SUPPLIED TEXT
◇ ◇ ◇ ◇ ◇

FIGURE 2. Self-supervised depth training pipeline: input images (I_s, I_t) are adjacent frames sampled from a video sequence. The depth network predicts independent per-pixel dense depth maps (D_s, D_t) from the source I_s and target I_t images, respectively. The pose network takes the concatenated image sequence (I_s, I_t) as input and predicts the rotation R and translation t that define the transformation T between the source and target images. The warp function takes the predicted depths and poses to warp the source image coordinates to the target or vice versa. The image synthesis projects the source image I_s to the target image I_t with the warped image coordinates. The synthesized images are compared with ground-truth images to construct the loss. The image synthesis loss outliers are removed using the clip function. Image pixels affected by specular lighting and violation of the Lambertian surface assumption are ignored in loss calculation with the valid mask. The depth consistency loss ensures that the depth is consistent in the sequence. At inference, only the depth network will be used.

3.1 Generic image synthesis

Irrespective of the camera models shown in Eq 1 or Eq 2-4, the generic image synthesis block can reconstruct the target image from source images with projection π and unprojection π⁻¹ functions, as shown in Figure 3. A point cloud P_t can be generated from the estimated depth D_t for the corresponding input image I_t as follows:

P_{t} = π^{- 1} (p t, D_{t}), (6)

where p_t is the set of image coordinates and P_t is the 3D point cloud corresponding to the target image I_t. The relative pose T_t→s from the target to source image is estimated by the pose network. This relative pose can be used to transform the target point cloud into the source point cloud P_s = T_t→sP_t. With the projection model π, the 3D point cloud P_s can be mapped to the source image coordinate p_s as follows. The target image can be synthesized by inverse warping the source image coordinates and sampling (Godard et al., 2017) with ζ.

p_{s} = π (T_{t \to s} π^{- 1} (p_{t}, D_{t})) .

{\hat{I}}_{t}^{i j} = ζ (I_{s}^{i^{'} j^{'}}) . (7)

FIGURE 3

FIGURE 3. Generic image coordinate warp block: source I_s and target I_t images are captured at time t − 1 and t. The depth D_t predicted by the depth network along with the relative pose T_t→s from the source to target estimated by the pose network is used to synthesize the source image. The view synthesizing block allows the usage of various camera models that can handle cameras with higher lens distortion. We have demonstrated this use case on the UCL 2019 synthetic data set with a 90^◦ horizontal FOV camera (no lens distortion) and on our colonoscopy training model data set with a 132^◦ horizontal FOV camera (high radial lens distortion).

◇ ◇ ◇ ◇ ◇

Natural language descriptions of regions
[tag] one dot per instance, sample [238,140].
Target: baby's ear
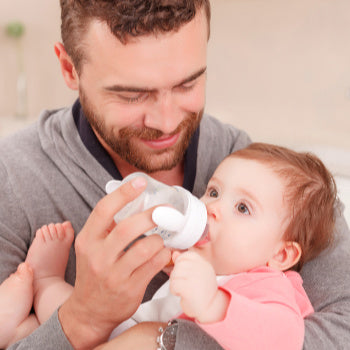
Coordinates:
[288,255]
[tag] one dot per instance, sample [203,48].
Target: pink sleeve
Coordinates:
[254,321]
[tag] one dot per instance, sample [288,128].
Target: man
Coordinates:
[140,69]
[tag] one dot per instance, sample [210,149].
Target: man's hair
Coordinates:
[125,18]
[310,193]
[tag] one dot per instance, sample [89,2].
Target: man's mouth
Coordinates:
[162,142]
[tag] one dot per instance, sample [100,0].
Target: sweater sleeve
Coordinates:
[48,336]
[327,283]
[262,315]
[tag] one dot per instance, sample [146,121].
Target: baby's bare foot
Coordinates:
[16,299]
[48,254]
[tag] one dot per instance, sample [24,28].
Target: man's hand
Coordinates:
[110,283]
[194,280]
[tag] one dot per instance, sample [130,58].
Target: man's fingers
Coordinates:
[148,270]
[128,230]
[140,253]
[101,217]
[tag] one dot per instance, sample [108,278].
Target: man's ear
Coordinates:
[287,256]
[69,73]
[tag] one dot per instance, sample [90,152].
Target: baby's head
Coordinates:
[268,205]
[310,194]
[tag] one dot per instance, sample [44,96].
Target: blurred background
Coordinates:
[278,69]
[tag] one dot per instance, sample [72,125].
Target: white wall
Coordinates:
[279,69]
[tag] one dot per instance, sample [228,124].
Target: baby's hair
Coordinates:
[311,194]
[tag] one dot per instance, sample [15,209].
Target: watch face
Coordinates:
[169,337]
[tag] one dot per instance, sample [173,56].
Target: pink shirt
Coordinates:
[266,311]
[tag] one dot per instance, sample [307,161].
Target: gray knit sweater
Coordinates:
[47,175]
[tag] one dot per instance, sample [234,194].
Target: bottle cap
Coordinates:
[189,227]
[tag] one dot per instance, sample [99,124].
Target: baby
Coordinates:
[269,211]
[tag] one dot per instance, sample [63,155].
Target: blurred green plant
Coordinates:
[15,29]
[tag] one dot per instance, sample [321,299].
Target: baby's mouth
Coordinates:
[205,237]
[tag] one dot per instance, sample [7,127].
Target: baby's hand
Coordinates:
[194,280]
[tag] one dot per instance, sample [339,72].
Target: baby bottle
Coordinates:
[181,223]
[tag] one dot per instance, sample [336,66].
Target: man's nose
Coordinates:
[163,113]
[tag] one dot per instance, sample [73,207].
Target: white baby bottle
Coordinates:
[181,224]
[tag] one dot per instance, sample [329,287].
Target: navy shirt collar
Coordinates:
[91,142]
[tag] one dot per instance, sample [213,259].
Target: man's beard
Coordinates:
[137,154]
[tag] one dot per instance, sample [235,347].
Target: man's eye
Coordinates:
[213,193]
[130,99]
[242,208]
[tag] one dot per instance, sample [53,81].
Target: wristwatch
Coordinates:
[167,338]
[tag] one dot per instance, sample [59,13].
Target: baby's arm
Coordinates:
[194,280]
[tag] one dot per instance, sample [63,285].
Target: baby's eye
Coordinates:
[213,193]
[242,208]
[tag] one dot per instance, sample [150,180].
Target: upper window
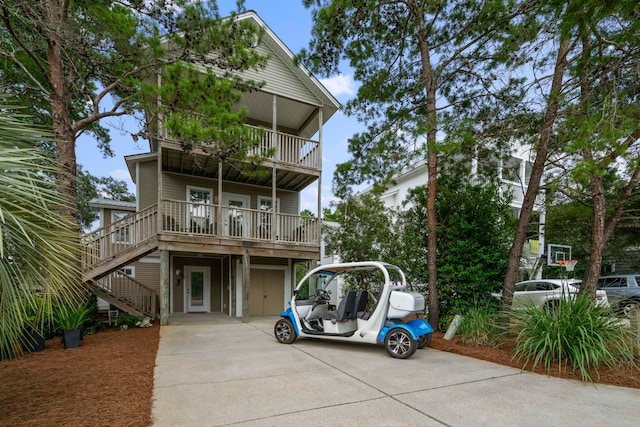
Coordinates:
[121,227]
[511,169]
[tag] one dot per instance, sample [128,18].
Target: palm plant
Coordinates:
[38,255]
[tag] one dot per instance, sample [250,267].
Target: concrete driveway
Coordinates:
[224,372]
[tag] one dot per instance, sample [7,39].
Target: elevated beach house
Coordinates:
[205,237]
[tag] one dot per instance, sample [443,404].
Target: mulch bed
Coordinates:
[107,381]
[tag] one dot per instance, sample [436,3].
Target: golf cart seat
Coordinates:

◇ ◇ ◇ ◇ ◇

Rewrite the stretch of the depth estimation text from "FIGURE 3. Generic" through "radial lens distortion).", swapping "pose network" for "pose estimator". These entries come from a different source than the depth estimation text.

SOLVED EXERCISE
FIGURE 3. Generic image coordinate warp block: source I_s and target I_t images are captured at time t − 1 and t. The depth D_t predicted by the depth network along with the relative pose T_t→s from the source to target estimated by the pose estimator is used to synthesize the source image. The view synthesizing block allows the usage of various camera models that can handle cameras with higher lens distortion. We have demonstrated this use case on the UCL 2019 synthetic data set with a 90^◦ horizontal FOV camera (no lens distortion) and on our colonoscopy training model data set with a 132^◦ horizontal FOV camera (high radial lens distortion).